[Rows from a dataset]
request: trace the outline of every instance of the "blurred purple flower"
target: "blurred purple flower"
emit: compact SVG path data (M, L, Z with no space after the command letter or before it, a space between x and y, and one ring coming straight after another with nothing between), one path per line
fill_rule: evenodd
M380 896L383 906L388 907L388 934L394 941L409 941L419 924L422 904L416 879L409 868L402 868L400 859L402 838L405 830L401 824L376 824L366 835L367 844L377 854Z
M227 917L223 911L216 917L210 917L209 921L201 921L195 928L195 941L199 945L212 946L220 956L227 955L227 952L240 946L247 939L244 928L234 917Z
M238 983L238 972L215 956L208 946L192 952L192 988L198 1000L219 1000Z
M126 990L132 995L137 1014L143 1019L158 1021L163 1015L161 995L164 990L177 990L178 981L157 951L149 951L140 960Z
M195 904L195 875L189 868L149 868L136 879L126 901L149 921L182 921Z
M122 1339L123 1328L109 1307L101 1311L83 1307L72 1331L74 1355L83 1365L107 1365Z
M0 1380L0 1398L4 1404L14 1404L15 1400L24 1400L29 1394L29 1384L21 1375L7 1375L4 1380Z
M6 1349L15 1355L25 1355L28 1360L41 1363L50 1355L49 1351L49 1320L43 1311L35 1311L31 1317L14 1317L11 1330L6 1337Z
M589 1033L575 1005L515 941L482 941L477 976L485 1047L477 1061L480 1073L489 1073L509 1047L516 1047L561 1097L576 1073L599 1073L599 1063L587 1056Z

■ **Instructions to follow**:
Copy every line of the material above word for word.

■ **Exercise response**:
request: trace the outline of every instance of the "blurred purple flower"
target: "blurred purple flower"
emit: compact SVG path data (M, L, Z with no space after the command letter or before it, a space between x and y, and one ring coming straight after another with nothing between), one path per line
fill_rule: evenodd
M380 896L383 906L388 907L388 934L394 941L409 941L419 924L422 904L416 879L409 868L402 868L400 859L402 838L405 830L401 824L376 824L366 835L367 844L377 854Z
M227 917L223 911L216 917L210 917L209 921L201 921L195 928L195 941L199 945L212 946L220 956L227 955L227 952L240 946L247 939L244 928L234 917Z
M238 983L238 972L215 956L208 946L192 952L192 988L198 1000L219 1000Z
M126 990L132 995L137 1014L143 1019L158 1021L163 1015L161 995L164 990L177 990L178 981L157 951L149 951L140 960Z
M195 904L195 875L189 868L149 868L136 879L126 901L149 921L182 921Z
M122 1339L123 1328L109 1307L101 1311L83 1307L72 1331L74 1355L83 1365L107 1365Z
M0 1380L0 1398L4 1404L14 1404L15 1400L24 1400L29 1394L29 1384L21 1375L7 1375L4 1380Z
M6 1349L15 1355L25 1355L28 1360L41 1363L50 1355L49 1351L49 1320L43 1311L35 1311L31 1317L14 1317L11 1330L6 1337Z
M589 1033L575 1005L515 941L482 941L477 976L485 1047L477 1061L480 1073L489 1073L509 1047L516 1047L561 1097L576 1073L599 1073L599 1063L587 1056Z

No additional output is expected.